# READING TEXT
Wells Fargo logo After the massive $185 million fine for its phony accounts scam, Wells Fargo bank is trying to do right by its customers. The bank published this statement with promises:

"Steps we have taken to ensure our Community Bank sales culture is wholly aligned with our customers’ interests include: 1) Eliminating product sales goals for all retail bankers to make certain nothing gets in the way of doing what is right for our customers; 2) Sending customers a confirmation email within one hour of opening any deposit account and an acknowledgement letter after submitting a credit card application; 3) Contacting all deposit customers across the country to invite them to review their accounts with their banker and calling the credit card customers identified in the review to confirm whether they need or want their credit card; 4) Expanding the remediation review to 2009 and 2010; and 5) Conducting an independent, enterprise-wide review of our sales practices."

There is more. A September 27th news release by Wells Fargo stated:

"The Independent Directors of the Board of Directors of Wells Fargo & Company (NYSE: WFC) today announced that they have launched an independent investigation into the Company’s retail banking sales practices and related matters. A Special Committee of Independent Directors will lead the investigation, working with the Board’s Human Resources Committee and independent counsel Shearman & Sterling LLP. Chairman and CEO John Stumpf, a member of the Board, has recused himself from all matters related to the Independent Directors’ investigation and deliberations.

The Independent Directors have taken a number of initial steps they believe are appropriate to promote accountability at the Company. They have agreed with Mr. Stumpf that he will forfeit all of his outstanding unvested equity awards, valued at approximately $41 million based on today’s closing share price, and that he will forgo his salary during the pendency of the investigation. In addition, he will not receive a bonus for 2016. Carrie Tolstedt, until recently Head of Community Banking, has left the Company, and the Independent Directors have determined that she will forfeit all of her outstanding unvested equity awards, valued at approximately $19 million based on today’s closing share price. Ms. Tolstedt will not receive a bonus for 2016 and will not be paid severance or receive any retirement enhancements in connection with her separation from the Company. She has also agreed that she will not exercise her outstanding options during the pendency of the investigation. These initial actions will not preclude additional steps being taken with respect to Mr. Stumpf, Ms. Tolstedt or other executives as a consequence of the information developed in the investigation."

# ACTIONS TO TAKE
• A. List the five numbered steps that the bank's statement in the Wells Fargo text says it has taken.
• B. Pick up the Wells Fargo text after its final sentence and keep writing.
These records were drawn from a separate source, unrelated to the Wells Fargo text.

[Raw records]

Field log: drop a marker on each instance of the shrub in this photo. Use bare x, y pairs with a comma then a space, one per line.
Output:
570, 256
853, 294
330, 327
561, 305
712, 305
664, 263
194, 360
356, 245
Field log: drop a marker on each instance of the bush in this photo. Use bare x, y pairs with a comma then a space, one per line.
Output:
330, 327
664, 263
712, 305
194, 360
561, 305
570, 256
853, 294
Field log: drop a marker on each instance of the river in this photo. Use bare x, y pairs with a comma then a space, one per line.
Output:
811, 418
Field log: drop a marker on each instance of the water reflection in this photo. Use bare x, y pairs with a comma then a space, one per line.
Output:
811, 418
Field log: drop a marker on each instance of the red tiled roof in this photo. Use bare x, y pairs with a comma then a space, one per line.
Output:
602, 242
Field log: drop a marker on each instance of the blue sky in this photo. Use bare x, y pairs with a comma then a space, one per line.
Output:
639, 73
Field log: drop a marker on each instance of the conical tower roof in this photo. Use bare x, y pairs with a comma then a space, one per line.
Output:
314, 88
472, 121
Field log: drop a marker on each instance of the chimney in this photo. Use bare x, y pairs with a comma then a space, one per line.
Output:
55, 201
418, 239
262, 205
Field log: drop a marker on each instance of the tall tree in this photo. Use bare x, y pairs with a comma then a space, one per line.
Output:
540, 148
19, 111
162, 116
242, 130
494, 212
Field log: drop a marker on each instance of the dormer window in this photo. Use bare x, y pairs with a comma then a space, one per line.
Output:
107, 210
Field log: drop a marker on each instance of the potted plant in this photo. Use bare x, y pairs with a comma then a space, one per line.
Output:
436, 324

# THE REPLIES
• A.
1) Eliminating product sales goals for all retail bankers
2) Sending customers a confirmation email within one hour of opening any deposit account and an acknowledgement letter after submitting a credit card application
3) Contacting all deposit customers across the country to invite them to review their accounts with their banker, and calling the credit card customers identified in the review to confirm whether they need or want their credit card
4) Expanding the remediation review to 2009 and 2010
5) Conducting an independent, enterprise-wide review of its sales practices

• B.
Conducting an investigation? That means the bank's senior executives still don't know what happened, or may still be happening -- or even worse, some executives know and haven't admitted important facts. Is this a bank to do business with? John Chiang, the Treasurer for the State of California announced on Wednesday that the State has suspended doing business with Wells Fargo for 12 months. Chiang issued this explanation:

"... the Treasurer oversees nearly $2 trillion in annual banking transactions, manages a $75 billion investment pool, and is the nation’s largest issuer of municipal debt... The Treasurer announced in a letter to Wells Fargo Chairman John G. Stumpf and board members that he has ordered the suspension of Wells Fargo’s participation in its most highly profitable business relationships with the State of California. Those sanctions include: i) Suspension of investments by the Treasurer’s Office in all Wells Fargo securities; ii) Suspension of the use of Wells Fargo as a broker-dealer for purchasing of investments by his office; and iii) Suspension of Wells Fargo as a managing underwriter on negotiated sales of California state bonds where the Treasurer appoints the underwriter... These sanctions take effect immediately and will remain in place for the next twelve months. Wells Fargo is expected to comply with all of the terms of the consent orders it has entered with the Consumer Financial Protection Bureau, the Los Angeles City Attorney, and the Office of the Comptroller of the Currency... The letter warns the bank that if it fails to demonstrate compliance with the Consent Orders or evidence surfaces that Wells Fargo has engaged in the same behavior it will face tougher sanctions up to and including complete and permanent severance of all ties between the Treasurer’s Office and Wells Fargo..."

Hopefully, the board will assess more penalties upon Stumpf, Tolstedt, and senior bank executives. The penalties mentioned above seem woefully insufficient, since they penalize the executives in 2016 for activities that perpetuated during the last five years.

The bank's statement was also silent about important issues: a) remedies for customers whose credit ratings were damaged by the phony new accounts, and b) compensation for customers for lost interest revenues when their money was withdrawn from interest-bearing accounts to set up the phony new accounts.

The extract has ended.